— Start ITEMS —

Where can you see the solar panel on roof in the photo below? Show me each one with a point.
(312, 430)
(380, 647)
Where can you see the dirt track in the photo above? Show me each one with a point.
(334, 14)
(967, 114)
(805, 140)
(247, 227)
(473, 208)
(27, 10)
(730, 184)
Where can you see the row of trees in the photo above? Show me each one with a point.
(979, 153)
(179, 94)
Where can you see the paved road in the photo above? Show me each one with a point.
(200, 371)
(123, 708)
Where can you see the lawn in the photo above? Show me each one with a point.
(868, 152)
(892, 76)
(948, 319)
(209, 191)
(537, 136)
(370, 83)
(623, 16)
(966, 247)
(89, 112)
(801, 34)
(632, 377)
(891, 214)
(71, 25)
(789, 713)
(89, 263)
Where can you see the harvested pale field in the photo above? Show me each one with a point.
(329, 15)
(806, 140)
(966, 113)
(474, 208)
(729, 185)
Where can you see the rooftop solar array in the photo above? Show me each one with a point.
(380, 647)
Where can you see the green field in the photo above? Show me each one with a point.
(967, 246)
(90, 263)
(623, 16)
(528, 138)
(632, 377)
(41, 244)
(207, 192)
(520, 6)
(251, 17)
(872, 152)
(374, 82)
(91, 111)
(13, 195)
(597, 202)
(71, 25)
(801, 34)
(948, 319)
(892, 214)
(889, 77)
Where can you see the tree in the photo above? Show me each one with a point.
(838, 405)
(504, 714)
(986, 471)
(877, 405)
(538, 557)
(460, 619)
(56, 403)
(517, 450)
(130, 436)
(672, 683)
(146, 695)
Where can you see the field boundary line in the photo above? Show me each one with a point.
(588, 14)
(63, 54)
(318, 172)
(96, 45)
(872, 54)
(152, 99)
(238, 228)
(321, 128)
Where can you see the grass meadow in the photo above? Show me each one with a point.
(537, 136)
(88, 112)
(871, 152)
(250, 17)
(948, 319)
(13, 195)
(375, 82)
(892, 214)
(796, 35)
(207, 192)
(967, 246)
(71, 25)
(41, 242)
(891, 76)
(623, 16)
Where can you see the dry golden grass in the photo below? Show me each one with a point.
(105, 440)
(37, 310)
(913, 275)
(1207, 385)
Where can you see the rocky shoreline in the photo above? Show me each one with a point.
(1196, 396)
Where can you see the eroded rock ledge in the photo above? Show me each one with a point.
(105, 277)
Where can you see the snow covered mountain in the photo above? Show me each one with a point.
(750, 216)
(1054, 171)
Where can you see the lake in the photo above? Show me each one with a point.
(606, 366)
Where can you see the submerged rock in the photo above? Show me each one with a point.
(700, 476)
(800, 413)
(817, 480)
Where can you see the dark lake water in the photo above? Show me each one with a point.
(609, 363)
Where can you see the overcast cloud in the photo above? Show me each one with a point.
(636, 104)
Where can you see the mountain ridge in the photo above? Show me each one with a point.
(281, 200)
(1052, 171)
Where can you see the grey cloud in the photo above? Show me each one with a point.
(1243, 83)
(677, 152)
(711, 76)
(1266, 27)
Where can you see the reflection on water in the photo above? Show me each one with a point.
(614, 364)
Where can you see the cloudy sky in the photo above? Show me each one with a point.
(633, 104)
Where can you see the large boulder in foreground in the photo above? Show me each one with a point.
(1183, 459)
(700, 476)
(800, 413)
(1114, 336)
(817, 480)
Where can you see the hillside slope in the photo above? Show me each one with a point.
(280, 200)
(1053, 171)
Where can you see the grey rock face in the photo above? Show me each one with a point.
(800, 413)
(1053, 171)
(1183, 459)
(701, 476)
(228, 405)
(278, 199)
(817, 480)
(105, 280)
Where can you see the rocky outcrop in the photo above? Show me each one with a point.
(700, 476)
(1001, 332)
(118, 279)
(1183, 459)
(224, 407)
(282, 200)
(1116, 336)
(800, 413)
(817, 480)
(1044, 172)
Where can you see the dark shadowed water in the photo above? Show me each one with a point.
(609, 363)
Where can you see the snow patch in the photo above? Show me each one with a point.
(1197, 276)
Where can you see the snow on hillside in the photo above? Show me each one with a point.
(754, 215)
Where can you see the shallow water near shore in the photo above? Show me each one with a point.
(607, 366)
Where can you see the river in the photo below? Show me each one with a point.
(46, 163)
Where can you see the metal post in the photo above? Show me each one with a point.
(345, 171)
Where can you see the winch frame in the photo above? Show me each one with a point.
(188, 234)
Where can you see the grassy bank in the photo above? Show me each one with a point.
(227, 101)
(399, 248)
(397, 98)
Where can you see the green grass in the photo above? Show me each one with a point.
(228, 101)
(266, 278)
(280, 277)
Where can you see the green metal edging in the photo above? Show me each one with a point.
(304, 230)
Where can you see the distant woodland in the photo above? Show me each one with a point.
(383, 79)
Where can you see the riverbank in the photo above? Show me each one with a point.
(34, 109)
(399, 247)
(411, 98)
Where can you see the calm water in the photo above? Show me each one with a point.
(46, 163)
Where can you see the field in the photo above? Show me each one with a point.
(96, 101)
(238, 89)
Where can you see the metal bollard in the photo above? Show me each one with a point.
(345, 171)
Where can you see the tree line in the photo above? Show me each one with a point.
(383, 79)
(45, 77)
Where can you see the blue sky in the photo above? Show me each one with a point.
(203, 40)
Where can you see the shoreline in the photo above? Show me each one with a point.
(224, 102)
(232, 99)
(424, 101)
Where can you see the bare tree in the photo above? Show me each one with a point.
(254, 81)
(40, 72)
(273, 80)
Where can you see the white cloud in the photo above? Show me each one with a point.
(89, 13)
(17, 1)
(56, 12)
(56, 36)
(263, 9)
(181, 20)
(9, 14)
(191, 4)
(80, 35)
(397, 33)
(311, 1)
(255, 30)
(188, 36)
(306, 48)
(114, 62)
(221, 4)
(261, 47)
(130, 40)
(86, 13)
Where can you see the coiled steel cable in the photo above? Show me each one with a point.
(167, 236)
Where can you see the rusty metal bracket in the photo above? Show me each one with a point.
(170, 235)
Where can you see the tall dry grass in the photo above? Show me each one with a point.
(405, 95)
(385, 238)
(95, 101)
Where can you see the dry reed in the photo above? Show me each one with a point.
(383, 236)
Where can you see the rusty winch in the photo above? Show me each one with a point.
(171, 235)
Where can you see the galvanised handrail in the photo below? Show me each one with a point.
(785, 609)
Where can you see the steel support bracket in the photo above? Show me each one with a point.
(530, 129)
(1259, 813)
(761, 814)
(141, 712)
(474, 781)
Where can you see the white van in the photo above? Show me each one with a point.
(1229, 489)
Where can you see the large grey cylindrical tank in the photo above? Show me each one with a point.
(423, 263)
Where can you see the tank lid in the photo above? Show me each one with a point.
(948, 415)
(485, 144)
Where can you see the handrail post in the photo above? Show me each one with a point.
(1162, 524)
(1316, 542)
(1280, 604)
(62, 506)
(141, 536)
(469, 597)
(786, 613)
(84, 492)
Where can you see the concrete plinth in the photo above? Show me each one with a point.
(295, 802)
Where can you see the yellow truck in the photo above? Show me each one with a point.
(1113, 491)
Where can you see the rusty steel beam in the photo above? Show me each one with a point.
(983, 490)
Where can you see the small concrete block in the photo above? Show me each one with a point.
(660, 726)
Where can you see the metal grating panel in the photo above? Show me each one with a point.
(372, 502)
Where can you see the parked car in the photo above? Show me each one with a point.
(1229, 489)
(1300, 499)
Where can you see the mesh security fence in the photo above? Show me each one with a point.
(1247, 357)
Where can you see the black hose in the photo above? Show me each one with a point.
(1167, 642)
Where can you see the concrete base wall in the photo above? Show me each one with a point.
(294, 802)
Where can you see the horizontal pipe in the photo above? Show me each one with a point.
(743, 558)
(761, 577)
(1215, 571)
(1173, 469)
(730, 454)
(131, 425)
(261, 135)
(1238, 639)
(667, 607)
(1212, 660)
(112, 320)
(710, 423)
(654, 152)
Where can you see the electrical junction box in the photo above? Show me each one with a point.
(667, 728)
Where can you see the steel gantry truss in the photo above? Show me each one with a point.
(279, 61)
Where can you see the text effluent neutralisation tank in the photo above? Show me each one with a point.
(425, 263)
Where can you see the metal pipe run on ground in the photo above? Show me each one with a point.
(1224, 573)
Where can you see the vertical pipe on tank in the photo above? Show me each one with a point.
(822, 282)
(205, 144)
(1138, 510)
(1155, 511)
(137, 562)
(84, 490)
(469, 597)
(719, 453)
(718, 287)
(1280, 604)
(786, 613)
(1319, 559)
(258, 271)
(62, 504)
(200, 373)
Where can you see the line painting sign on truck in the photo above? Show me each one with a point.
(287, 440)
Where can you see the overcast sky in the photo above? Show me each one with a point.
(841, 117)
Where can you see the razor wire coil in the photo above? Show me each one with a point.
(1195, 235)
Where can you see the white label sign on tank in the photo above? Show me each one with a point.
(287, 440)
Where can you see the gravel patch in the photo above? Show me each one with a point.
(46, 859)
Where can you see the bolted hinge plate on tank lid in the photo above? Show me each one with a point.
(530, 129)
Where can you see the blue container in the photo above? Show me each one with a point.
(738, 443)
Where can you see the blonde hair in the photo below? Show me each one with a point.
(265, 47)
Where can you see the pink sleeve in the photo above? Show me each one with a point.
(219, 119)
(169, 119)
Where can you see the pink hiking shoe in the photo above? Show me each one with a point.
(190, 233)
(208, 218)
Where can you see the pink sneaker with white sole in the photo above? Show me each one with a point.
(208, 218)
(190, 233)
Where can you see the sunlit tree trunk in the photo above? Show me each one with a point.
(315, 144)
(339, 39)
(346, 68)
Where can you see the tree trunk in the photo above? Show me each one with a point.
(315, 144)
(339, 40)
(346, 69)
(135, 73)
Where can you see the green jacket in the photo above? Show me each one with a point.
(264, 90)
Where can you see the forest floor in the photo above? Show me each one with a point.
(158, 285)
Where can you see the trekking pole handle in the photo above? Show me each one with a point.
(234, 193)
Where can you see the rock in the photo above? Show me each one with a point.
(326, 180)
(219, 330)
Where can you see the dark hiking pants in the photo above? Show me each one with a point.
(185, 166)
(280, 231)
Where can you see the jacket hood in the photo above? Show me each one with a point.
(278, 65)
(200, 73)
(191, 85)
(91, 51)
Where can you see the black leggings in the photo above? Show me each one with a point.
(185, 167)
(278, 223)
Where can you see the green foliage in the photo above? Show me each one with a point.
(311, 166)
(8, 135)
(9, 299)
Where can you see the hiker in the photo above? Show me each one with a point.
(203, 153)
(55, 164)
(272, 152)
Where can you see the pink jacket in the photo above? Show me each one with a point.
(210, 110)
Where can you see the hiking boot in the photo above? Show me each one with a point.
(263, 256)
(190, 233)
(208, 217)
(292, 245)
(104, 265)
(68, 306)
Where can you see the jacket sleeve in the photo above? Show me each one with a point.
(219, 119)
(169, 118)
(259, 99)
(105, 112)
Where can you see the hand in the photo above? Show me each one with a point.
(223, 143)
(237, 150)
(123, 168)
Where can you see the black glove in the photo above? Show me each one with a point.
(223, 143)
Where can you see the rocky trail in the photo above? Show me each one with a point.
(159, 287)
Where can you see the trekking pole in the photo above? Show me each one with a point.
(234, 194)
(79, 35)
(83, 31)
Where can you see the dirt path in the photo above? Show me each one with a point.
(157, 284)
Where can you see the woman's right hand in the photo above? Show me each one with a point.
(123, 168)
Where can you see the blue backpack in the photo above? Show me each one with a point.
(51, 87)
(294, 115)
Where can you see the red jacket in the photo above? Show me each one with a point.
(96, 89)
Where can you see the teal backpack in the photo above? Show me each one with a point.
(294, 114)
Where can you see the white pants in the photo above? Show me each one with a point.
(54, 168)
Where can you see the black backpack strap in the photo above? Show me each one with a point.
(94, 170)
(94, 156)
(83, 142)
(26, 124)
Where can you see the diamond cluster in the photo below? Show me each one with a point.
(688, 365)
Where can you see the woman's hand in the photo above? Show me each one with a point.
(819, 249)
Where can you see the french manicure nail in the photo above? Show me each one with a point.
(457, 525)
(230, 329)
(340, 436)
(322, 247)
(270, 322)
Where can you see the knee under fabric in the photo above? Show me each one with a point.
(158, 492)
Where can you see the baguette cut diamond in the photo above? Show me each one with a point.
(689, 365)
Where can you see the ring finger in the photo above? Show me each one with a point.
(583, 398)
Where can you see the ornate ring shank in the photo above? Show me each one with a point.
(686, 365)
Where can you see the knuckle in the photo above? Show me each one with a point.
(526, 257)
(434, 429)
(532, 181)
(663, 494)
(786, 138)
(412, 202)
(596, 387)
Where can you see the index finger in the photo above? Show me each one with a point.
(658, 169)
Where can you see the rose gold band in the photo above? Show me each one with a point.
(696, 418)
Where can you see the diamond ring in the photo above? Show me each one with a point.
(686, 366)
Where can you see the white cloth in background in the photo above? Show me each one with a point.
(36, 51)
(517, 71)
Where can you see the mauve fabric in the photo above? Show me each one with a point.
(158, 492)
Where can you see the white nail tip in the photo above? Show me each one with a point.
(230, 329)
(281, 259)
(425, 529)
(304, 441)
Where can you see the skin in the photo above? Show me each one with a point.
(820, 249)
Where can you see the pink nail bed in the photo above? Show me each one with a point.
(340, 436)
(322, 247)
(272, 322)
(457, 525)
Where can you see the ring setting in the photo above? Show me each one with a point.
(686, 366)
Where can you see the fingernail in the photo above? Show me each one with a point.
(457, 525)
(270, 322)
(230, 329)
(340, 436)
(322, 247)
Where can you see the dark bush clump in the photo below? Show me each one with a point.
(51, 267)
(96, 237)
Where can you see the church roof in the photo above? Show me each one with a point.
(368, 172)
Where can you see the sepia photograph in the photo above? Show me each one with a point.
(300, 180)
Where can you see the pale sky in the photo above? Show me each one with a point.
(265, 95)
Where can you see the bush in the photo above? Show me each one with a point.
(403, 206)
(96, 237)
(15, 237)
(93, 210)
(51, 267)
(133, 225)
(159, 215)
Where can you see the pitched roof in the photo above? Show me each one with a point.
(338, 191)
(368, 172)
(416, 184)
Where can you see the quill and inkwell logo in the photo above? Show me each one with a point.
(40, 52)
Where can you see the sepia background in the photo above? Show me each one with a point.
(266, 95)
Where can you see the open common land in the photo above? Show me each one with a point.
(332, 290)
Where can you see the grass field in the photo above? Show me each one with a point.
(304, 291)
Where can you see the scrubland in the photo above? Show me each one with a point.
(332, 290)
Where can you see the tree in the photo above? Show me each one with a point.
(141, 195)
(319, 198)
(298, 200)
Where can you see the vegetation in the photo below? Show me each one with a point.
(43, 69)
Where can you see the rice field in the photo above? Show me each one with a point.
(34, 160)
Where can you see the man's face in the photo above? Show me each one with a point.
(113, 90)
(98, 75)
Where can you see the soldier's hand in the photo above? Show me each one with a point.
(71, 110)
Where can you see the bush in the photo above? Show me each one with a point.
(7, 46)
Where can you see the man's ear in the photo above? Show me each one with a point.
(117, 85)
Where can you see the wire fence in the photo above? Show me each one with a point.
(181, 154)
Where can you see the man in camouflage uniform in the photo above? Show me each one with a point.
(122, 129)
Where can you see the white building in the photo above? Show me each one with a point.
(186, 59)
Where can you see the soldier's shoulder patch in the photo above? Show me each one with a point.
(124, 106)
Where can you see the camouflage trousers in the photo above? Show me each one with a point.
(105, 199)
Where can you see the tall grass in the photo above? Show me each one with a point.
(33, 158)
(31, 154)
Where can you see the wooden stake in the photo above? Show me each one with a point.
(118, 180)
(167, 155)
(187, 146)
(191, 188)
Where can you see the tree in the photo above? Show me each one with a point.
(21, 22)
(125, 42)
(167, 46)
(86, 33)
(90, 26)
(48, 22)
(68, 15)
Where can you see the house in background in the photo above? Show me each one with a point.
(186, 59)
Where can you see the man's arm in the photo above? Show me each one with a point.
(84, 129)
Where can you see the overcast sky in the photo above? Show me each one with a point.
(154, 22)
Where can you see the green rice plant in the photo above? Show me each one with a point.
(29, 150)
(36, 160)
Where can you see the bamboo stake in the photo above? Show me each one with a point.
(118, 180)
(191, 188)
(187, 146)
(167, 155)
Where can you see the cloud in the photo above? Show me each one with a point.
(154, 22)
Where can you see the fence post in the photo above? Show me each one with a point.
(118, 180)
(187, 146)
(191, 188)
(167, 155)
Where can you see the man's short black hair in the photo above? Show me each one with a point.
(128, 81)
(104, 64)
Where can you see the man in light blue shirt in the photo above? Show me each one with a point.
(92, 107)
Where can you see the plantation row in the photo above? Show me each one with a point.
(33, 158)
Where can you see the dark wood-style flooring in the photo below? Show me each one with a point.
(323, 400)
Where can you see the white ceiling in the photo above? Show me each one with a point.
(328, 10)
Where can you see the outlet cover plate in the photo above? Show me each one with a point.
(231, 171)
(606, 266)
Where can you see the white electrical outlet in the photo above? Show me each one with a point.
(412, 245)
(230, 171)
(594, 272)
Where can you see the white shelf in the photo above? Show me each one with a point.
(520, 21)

— End ITEMS —

TASK DESCRIPTION
Write out the items above without any changes, from the first line through the line that contains "(1207, 385)", and include that final line.

RESPONSE FOR THIS EXERCISE
Where can you see the solar panel on roof in the photo below? Show me each one with a point.
(312, 430)
(380, 647)
Where can you see the dirt track in the photo above? Show me each one with a point.
(334, 14)
(967, 114)
(805, 140)
(247, 227)
(473, 208)
(27, 10)
(730, 184)
Where can you see the row of trees in the photo above? Show me each one with a point.
(979, 153)
(179, 94)
Where can you see the paved road in the photo above? Show me each one with a point.
(200, 371)
(123, 708)
Where can you see the lawn in the photo above? Show me each one with a point.
(868, 152)
(892, 76)
(948, 319)
(209, 191)
(537, 136)
(370, 83)
(623, 16)
(966, 247)
(89, 112)
(801, 34)
(632, 377)
(891, 214)
(71, 25)
(789, 713)
(89, 263)
Where can you see the harvested pale field in the photo above? Show me each one with a point.
(329, 15)
(806, 140)
(966, 113)
(474, 208)
(729, 185)
Where can you see the rooftop solar array in the photo above? Show me each one with a point.
(380, 647)
Where can you see the green field in the photo above? Show me each one with a point.
(967, 246)
(90, 263)
(623, 16)
(528, 138)
(632, 377)
(41, 244)
(207, 192)
(520, 6)
(251, 17)
(872, 152)
(374, 82)
(91, 111)
(13, 195)
(597, 202)
(71, 25)
(801, 34)
(948, 319)
(892, 214)
(889, 77)
Where can you see the tree in the photo above? Show me each one with a point.
(838, 405)
(504, 714)
(986, 471)
(877, 405)
(538, 557)
(460, 619)
(56, 403)
(517, 450)
(130, 436)
(672, 683)
(146, 695)
Where can you see the field boundary line in the photo above? Show me each one with a point.
(588, 14)
(63, 54)
(318, 172)
(96, 45)
(872, 54)
(152, 99)
(238, 228)
(321, 128)
Where can you see the grass meadow in the photo above? Show me each one with a point.
(537, 136)
(88, 112)
(871, 152)
(250, 17)
(948, 319)
(13, 195)
(375, 82)
(892, 214)
(796, 35)
(207, 192)
(967, 246)
(71, 25)
(41, 242)
(891, 76)
(623, 16)
Where can you see the dry golden grass in the photo below? Show me each one with a point.
(105, 440)
(37, 310)
(913, 275)
(1207, 385)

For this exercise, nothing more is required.